▶ [Text section]
The new Reagan film biopic is crack cocaine for us old Reagan true believers. It marches through each great moment and line that are already indelibly etched in our memories.

There’s his debate (“There you go again…”) and landslide against Jimmy Carter, his dashing response to being shot (“I forgot to duck.”), the air traffic controllers strike, his personal appeal to aging Soviet leaders that finally results in his momentous Geneva summit with Gorbachev, his debate with Walter Mondale, in which he killed concerns about his age, humorously citing Mondale’s “youth and inexperience.”  Almost nobody wanted him to say “tear down this wall” in Berlin, but it became his greatest moment. The failed attempt at massive nuclear disarmament at Reykjavik because Reagan refused to abandon missile defense was another masterstroke adding nails to the Soviet coffin.

▶ [Collected data]
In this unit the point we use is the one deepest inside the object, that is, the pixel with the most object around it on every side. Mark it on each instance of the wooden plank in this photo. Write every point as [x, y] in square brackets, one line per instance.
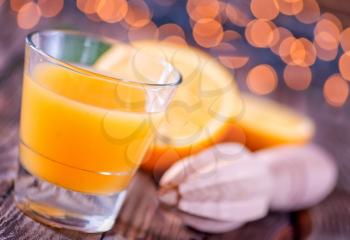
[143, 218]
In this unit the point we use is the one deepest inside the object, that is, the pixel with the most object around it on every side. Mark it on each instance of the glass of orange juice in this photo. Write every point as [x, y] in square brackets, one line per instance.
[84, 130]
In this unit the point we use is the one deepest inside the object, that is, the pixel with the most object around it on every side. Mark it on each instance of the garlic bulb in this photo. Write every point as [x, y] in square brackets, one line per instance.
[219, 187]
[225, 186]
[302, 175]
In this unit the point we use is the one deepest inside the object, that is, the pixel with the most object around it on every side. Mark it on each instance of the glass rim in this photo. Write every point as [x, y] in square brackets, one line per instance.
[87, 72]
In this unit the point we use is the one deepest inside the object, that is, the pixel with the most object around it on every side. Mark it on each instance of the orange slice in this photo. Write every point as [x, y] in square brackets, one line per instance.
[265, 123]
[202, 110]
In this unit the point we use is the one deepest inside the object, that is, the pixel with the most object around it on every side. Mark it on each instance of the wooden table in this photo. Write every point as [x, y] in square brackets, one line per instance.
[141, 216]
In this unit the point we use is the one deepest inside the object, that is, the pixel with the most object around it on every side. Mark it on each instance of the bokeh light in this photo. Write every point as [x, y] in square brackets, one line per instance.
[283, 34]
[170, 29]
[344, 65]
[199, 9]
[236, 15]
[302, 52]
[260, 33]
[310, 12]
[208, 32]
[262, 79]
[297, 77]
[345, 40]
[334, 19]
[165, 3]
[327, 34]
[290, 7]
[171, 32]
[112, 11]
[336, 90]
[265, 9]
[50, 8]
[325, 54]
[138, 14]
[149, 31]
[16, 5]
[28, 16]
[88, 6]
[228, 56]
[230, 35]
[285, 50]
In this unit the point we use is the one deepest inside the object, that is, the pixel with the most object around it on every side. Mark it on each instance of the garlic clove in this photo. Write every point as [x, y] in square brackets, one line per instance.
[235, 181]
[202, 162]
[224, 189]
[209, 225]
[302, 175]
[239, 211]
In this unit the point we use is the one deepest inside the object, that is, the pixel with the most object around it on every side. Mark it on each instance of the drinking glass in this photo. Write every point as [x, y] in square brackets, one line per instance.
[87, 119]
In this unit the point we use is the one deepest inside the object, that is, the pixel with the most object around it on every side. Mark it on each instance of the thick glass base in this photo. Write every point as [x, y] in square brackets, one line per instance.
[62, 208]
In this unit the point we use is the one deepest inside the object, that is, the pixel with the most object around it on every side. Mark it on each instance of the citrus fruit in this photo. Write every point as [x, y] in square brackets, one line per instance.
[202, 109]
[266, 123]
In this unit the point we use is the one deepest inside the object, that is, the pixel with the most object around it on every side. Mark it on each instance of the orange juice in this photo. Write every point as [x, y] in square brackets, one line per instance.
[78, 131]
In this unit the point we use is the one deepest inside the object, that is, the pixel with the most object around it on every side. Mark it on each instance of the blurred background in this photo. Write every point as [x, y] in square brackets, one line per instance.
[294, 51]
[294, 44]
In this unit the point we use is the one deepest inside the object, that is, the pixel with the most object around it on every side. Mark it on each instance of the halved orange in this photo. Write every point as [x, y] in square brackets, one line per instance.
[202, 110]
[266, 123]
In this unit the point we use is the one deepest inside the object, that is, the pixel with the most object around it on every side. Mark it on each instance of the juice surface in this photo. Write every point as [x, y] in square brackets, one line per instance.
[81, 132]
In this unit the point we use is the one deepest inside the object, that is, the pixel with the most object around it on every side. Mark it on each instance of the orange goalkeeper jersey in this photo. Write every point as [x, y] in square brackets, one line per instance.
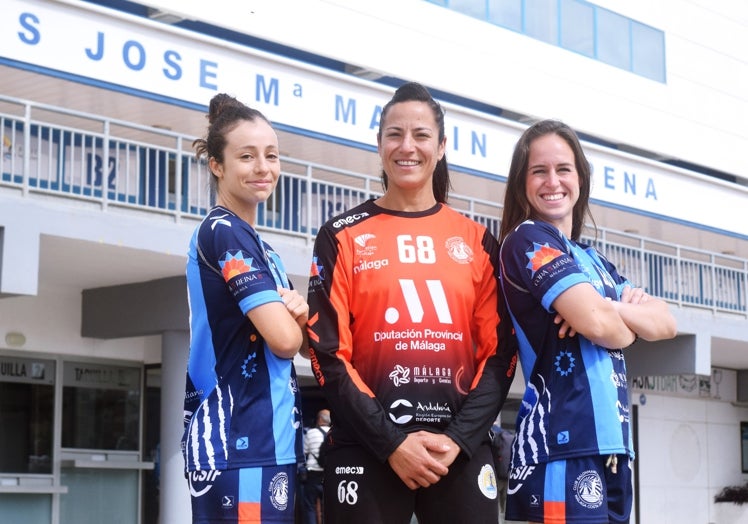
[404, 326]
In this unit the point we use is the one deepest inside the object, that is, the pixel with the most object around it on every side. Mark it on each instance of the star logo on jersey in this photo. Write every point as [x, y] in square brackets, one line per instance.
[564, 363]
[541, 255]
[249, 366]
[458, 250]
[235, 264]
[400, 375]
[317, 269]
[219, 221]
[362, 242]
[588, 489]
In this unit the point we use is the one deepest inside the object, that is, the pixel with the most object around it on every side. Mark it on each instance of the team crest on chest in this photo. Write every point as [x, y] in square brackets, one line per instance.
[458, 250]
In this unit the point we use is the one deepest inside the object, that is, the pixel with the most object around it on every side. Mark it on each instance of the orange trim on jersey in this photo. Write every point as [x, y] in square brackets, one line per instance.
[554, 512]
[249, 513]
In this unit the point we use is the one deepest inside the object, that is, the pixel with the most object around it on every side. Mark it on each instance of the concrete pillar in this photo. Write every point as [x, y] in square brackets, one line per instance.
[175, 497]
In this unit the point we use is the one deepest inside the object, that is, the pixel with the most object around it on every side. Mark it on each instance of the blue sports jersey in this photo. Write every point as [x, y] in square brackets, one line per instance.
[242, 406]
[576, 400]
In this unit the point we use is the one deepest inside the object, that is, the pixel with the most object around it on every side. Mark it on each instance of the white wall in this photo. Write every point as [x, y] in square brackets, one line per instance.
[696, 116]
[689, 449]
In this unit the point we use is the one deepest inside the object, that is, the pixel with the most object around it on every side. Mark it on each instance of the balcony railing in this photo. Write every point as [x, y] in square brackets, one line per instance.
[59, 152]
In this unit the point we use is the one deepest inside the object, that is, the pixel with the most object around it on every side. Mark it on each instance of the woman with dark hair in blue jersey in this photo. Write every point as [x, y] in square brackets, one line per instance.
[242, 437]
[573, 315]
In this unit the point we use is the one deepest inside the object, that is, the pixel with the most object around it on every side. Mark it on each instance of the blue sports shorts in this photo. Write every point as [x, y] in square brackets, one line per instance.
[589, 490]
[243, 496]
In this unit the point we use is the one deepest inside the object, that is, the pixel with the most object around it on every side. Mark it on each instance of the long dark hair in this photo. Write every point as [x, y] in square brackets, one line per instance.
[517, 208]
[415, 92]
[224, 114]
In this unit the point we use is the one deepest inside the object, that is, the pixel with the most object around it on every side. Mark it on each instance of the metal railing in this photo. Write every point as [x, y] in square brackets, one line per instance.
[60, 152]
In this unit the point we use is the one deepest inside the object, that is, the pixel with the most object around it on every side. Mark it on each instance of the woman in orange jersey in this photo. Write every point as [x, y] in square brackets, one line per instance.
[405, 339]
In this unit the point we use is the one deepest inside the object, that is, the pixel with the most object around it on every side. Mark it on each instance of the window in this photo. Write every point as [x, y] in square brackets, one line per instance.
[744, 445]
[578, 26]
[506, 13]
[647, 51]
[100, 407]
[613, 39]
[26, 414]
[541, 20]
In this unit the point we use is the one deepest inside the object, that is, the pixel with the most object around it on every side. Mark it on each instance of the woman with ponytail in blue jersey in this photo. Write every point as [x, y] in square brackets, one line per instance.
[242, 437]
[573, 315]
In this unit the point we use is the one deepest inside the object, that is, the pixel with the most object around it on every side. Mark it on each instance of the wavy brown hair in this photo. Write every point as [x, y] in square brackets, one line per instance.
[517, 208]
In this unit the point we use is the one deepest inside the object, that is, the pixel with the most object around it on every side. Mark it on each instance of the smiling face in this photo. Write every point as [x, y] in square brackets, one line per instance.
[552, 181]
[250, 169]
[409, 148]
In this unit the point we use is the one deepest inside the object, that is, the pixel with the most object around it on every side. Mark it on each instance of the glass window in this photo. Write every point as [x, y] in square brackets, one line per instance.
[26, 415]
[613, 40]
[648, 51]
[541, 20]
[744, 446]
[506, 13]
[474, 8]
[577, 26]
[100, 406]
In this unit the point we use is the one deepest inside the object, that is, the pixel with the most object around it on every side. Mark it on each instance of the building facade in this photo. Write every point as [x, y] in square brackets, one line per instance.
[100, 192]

--

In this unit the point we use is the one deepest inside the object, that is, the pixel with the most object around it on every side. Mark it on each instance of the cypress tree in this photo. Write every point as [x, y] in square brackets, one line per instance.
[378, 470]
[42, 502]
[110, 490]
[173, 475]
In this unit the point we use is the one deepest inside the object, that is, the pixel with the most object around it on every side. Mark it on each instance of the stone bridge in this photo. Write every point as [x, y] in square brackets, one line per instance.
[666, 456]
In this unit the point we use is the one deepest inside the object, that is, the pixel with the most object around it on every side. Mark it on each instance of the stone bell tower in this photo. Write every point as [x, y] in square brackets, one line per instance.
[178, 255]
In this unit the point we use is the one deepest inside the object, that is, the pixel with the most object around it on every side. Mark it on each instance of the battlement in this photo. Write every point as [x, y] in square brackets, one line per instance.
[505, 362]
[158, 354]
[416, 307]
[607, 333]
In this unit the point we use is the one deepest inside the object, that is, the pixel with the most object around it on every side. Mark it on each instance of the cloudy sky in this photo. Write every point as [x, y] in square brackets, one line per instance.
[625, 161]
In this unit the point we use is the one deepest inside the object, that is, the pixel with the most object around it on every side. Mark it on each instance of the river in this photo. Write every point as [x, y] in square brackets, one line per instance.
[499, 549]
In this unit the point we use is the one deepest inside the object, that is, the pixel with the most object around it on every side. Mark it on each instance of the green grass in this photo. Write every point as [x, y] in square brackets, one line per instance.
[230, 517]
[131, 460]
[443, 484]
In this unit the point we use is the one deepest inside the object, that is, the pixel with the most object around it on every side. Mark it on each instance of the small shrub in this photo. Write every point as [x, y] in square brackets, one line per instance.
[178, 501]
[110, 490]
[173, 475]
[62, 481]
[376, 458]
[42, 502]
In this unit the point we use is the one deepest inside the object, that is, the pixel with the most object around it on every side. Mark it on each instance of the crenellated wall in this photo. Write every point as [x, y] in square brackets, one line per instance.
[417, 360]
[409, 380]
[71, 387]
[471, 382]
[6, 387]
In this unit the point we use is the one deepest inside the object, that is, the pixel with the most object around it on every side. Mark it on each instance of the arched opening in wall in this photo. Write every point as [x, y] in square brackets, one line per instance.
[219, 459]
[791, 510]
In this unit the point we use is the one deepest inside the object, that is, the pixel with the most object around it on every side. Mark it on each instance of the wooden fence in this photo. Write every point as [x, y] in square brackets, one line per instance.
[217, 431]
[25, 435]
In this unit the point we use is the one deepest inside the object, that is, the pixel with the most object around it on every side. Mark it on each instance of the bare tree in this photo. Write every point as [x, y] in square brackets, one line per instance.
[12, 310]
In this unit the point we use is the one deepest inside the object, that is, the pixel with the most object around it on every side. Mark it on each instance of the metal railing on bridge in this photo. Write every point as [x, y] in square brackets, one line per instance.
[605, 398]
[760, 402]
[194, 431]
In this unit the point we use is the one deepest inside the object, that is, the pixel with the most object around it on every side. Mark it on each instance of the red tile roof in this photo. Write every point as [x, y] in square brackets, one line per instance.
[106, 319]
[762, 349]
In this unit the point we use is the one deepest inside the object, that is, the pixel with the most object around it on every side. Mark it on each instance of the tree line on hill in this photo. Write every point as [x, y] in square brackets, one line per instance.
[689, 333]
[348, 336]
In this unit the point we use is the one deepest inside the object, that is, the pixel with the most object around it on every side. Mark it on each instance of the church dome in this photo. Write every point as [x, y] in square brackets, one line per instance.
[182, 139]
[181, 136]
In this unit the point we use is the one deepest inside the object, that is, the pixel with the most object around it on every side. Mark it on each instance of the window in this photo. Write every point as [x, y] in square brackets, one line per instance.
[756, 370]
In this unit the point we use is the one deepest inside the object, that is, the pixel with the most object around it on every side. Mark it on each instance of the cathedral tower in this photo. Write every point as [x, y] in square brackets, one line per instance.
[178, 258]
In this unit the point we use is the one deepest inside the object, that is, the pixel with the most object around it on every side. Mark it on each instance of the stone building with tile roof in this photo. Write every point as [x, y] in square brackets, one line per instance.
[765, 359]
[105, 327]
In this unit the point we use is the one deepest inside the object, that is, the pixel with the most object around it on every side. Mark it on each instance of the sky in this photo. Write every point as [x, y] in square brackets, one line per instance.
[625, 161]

▶ [Work to do]
#1 Does the Reagan film text support each statement below? Answer yes or no for each and quote the deciding words from the text. (a) Almost nobody wanted Reagan to say "tear down this wall" in Berlin. (b) At Reykjavik, Reagan agreed to give up missile defense. (c) Reagan's Geneva summit was with Walter Mondale.
#2 Report every line of the records that contains the word "bridge".
The text and the records have nothing to do with each other.

▶ [Set of answers]
#1
(a) Yes: "Almost nobody wanted him to say"
(b) No: "Reagan refused to abandon missile defense"
(c) No: "his momentous Geneva summit with Gorbachev"

#2
In this unit the point we use is the one deepest inside the object, that is, the pixel with the most object around it on every side. Mark it on each instance of the stone bridge in this photo. Write every point as [x, y] in square brackets, one line per instance.
In this unit the point we use is the one deepest inside the object, that is, the pixel with the most object around it on every side. Mark it on each instance of the metal railing on bridge in this photo. Write every point as [x, y] in square brackets, one line per instance.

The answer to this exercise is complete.